_SOURCE DOCUMENT_
Treating untrusted source as untrusted

Mainframe source is not safe input. Comment lines routinely carry decades-old data samples — real SSNs, real account numbers — and occasionally adversarial instructions left by developers who never imagined a language model would read them. So everything passes through five defence layers before it reaches Claude: strip the comment lines (flagging any that look like injection attempts), redact PII patterns, validate structural integrity (real JCL starts a certain way and has an EXEC statement; real COBOL has a PROCEDURE DIVISION), wrap everything in untrusted tags so the model treats it as data to analyze rather than instructions to follow, and run an injection-pattern detector that flags and logs anything suspicious.

And the audit log records metadata only — classification, step counts, routing decisions, elapsed time, token costs, error strings. Never the raw source, never the model's responses, never customer data. The audit trail proves what the pipeline did without becoming a second copy of the regulated data it was processing. (That last decision is the same one I wrote about in the compliant-LLM reference architecture — hash and log metadata, don't store the sensitive payload, or your audit infrastructure inherits every rule that applied to the thing you were protecting.)

What I'd change today

Three things, written down so I revisit them:

The Layer Decision needs a golden-set eval. It's the highest-blast-radius stage in the pipeline, and right now its quality is validated by the human at the Stage 5 checkpoint rather than by a reproducible eval that gates a prompt or model-version change. When a new Sonnet or Opus ships, I want to run the routing stage against a set of known-good migrations and gate promotion on the result — not discover a behavior change in production. This is the gap I'd close first.

Parity tests should run before the human sees the output. Today the pipeline generates the tests as a final artifact; the human reviews code and tests together. The better shape is to execute the parity suite against the generated Lambdas in a sandbox automatically, so the human review starts from “the tests pass, here's the diff against the mainframe” rather than “here's the code, hope it's right.” The information the human needs to approve confidently should be computed before they're asked to approve.

_YOUR TASKS_
A) Answer these questions using the mainframe migration write-up.
(i) How many defence layers does mainframe source pass through before it reaches Claude?
(ii) Which three things does the audit log never record?
(iii) Which stage of the pipeline does the author say needs a golden-set eval?
B) Carry on the mainframe migration write-up from its final sentence onward.

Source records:
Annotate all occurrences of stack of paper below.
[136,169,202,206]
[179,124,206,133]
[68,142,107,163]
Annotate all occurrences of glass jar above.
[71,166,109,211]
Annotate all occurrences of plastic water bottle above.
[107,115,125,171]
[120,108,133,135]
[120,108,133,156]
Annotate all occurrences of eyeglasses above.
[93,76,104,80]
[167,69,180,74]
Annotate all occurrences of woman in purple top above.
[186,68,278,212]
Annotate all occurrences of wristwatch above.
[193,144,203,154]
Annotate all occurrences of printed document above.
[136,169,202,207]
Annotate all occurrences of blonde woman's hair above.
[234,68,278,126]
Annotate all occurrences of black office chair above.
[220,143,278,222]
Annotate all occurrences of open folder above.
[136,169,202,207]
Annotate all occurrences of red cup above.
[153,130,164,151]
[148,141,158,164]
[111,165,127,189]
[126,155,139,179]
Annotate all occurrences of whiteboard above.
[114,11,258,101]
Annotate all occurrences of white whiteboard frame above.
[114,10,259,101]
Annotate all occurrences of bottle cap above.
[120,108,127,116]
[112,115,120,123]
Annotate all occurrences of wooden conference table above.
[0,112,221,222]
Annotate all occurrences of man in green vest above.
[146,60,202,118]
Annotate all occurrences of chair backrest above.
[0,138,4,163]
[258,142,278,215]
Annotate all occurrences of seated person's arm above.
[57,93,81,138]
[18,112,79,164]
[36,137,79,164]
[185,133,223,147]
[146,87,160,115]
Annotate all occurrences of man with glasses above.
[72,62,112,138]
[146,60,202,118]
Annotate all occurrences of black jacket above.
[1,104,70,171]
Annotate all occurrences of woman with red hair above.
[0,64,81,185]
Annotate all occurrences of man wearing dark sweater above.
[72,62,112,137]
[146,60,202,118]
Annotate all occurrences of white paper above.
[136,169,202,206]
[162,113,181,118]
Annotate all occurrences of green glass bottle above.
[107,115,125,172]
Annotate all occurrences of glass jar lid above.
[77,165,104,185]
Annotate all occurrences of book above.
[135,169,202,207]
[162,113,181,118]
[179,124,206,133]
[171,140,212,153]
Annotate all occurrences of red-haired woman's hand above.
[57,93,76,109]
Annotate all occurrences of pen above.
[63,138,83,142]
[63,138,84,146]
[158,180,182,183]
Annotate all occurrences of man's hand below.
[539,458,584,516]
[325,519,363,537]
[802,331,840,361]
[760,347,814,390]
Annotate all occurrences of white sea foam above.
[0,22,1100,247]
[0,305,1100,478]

_RESPONSES BY TASK_
A)
(i) Five.
(ii) The raw source, the model's responses, and customer data.
(iii) The Layer Decision.

B)
Cost should surface itself. The per-stage token, cache-savings, and USD data is all captured per run — but it lands in JSON files I have to go read. A principal-level system watches its own cost trend and flags the run that cost 4× the median. Right now I find the outliers by looking; I'd rather they find me.

Why it's a factory, not a script

The word “factory” is doing real work in the name. A script transforms one input. A factory runs the same disciplined process over many inputs and produces consistent, inspectable output every time — with the same checkpoint protocol, the same audit format, the same cost ledger, the same safe-by-default generated code, whether you feed it one JCL job or a hundred. The architecture optimizes the per-run operational surface — one way to resume, one way to review, one way to audit — rather than tuning each program by hand. That's the line between a clever use of an LLM and an engineered system, and it's the line the whole design is organized around.

None of the individual pieces here are exotic. Typed contracts between stages, model tiering by task, extended thinking on the one judgment call, a checkpoint before the irreversible work, defence-in-depth on untrusted input, metadata-only audit. What makes it a system is that the pieces are chosen deliberately and fit together — and that the boring parts (resume, audit, cost tracking, safe defaults) are treated as load-bearing rather than afterthoughts. That's what it takes to trust an agent's output enough to ship it.